Rows from a dataset
┌──
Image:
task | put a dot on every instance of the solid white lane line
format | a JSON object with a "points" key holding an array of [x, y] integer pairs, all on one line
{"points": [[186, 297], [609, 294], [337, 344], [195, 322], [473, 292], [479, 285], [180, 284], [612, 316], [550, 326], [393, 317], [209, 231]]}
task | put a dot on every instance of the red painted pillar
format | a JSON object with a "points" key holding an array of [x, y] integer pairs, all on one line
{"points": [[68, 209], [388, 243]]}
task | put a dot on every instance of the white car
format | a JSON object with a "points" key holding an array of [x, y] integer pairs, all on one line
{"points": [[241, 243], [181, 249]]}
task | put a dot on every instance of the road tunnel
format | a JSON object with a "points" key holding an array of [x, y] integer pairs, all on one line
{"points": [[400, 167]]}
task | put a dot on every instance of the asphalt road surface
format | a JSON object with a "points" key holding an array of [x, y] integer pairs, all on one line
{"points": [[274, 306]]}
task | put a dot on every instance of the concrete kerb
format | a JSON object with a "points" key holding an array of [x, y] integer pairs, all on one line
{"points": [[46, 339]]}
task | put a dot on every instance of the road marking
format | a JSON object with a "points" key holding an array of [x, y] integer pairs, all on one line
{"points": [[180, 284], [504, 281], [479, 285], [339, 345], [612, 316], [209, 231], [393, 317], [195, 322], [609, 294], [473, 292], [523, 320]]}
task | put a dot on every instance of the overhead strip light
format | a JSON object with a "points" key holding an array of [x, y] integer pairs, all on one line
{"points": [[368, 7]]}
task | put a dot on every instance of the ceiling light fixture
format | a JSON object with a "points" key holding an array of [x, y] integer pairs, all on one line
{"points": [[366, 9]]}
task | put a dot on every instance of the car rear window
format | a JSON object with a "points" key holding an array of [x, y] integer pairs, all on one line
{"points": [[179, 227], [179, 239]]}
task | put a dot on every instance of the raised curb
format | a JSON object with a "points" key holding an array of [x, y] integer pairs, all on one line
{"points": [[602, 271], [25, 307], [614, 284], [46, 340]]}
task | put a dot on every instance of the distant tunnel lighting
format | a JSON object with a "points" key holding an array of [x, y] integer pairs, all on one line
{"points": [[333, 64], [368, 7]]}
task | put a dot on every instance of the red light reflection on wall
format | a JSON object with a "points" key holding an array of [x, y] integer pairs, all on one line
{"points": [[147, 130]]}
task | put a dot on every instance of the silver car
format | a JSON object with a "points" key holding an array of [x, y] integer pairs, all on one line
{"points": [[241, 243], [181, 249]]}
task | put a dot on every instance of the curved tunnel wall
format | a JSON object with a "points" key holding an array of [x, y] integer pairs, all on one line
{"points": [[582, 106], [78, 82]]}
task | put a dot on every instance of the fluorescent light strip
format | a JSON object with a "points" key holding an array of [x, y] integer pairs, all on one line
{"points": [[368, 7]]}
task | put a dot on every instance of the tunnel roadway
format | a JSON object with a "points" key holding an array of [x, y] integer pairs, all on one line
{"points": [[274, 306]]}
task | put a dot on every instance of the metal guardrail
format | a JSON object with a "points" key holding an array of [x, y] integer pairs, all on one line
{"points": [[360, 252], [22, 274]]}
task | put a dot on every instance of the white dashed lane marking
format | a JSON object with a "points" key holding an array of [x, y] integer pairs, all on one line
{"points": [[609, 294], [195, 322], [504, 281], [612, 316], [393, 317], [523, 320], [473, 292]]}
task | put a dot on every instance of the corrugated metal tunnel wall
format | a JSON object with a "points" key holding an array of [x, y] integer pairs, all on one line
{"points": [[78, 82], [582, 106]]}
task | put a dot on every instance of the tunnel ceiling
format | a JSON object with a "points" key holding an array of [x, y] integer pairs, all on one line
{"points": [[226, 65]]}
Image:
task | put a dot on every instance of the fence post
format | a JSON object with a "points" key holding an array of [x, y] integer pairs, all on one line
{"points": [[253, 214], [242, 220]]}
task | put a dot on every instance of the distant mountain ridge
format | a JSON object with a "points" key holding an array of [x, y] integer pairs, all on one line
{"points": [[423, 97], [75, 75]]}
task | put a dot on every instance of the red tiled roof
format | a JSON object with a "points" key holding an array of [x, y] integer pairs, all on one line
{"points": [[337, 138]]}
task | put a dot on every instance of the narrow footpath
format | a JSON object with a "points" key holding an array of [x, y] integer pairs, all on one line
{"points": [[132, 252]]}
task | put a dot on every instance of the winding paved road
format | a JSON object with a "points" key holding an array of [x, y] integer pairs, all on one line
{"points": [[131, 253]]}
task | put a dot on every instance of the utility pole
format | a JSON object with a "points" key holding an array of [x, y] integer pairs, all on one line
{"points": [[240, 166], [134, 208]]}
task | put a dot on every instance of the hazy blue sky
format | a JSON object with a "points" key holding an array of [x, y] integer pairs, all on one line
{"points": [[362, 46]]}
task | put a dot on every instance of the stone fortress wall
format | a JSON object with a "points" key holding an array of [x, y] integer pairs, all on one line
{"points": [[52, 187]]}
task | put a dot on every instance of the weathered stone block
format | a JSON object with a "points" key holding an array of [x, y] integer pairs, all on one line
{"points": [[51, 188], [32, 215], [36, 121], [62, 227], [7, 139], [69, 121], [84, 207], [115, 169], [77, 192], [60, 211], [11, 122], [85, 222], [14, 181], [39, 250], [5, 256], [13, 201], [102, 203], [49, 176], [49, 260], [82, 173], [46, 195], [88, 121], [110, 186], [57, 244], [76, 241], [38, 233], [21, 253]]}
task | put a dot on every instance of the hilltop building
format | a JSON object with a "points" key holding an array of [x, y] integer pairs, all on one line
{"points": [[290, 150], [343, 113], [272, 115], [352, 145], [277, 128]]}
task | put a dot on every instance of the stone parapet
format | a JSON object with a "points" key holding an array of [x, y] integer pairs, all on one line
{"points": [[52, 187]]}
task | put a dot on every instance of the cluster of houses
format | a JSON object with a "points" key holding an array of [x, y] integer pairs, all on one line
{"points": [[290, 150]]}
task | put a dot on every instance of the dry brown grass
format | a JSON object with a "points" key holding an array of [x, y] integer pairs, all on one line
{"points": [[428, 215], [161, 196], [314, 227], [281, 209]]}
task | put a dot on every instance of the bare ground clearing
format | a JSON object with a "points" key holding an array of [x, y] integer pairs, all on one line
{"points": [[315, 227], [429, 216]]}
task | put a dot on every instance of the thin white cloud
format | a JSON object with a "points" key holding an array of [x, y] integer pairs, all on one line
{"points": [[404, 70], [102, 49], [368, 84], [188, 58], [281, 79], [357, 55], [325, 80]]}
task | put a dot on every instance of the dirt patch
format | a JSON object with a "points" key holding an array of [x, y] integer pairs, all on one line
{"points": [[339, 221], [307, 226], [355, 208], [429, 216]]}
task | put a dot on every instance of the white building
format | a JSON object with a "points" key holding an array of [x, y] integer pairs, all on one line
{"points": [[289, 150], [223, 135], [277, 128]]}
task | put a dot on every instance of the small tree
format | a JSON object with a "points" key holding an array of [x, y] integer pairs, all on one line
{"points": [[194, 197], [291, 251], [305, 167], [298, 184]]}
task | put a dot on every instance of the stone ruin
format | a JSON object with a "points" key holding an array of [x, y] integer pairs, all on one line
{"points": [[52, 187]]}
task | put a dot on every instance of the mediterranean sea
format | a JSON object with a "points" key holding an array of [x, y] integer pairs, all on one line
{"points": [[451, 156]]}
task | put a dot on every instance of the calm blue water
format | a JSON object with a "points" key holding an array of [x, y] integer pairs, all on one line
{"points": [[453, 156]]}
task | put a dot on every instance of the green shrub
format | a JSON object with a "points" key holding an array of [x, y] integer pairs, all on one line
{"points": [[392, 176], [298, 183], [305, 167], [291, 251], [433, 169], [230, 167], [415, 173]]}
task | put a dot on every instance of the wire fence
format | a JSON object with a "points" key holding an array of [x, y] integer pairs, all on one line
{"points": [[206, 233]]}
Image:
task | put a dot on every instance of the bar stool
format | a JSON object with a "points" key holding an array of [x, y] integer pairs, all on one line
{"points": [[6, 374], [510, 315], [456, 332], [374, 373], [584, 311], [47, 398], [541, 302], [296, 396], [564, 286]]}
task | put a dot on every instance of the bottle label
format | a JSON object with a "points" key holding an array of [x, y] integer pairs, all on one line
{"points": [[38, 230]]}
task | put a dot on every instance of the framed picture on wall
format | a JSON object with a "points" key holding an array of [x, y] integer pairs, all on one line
└──
Find the line containing "the white building", then output it and every line after it to the end of the data, exactly.

task | put a dot on every instance of the white building
format | a JSON object with a "points" key holding an array of [x, y] integer pairs, all on one line
{"points": [[289, 150], [223, 135], [277, 128]]}
task | put a dot on every instance of the small tree
format | a JSON object with a "points" key holding an array of [x, y] integer pairs, all on one line
{"points": [[194, 197], [291, 251], [305, 167], [298, 184]]}
task | put a dot on every instance of the stone ruin
format | a JSON object with a "points" key holding an array of [x, y] integer pairs, all on one line
{"points": [[52, 187]]}
task | put a dot on every instance of the mediterranean sea
format | a JSON object with a "points" key holding an array of [x, y] integer pairs, all on one line
{"points": [[451, 156]]}
task | put a dot on every instance of the calm blue water
format | a JSON object with a "points" key holding an array of [x, y] integer pairs, all on one line
{"points": [[453, 156]]}
task | put a dot on every instance of the green shrub
format | a JSON object with a "points" key holding an array of [x, y] integer pairs, all on one line
{"points": [[392, 176], [298, 183], [305, 167], [291, 251], [433, 169], [230, 167], [415, 173]]}
task | put a dot on every instance of the wire fence
format | a JSON object with a "points" key holding an array of [x, y] integer pairs, all on one line
{"points": [[206, 233]]}
Image:
task | put a dot on every instance of the bar stool
format | a JSON object with a "points" key holding an array of [x, y] integer pairs, all on one line
{"points": [[6, 374], [510, 315], [456, 332], [374, 373], [584, 311], [47, 398], [541, 302], [296, 396], [564, 286]]}
task | put a dot on every instance of the bottle label
format | a JSON object with a "points" key holding an array of [x, y] integer pairs, all on one line
{"points": [[38, 230]]}
task | put a dot on every instance of the framed picture on wall
format | a JSON object with a "points" key holding an array of [x, y] integer pairs, all on one line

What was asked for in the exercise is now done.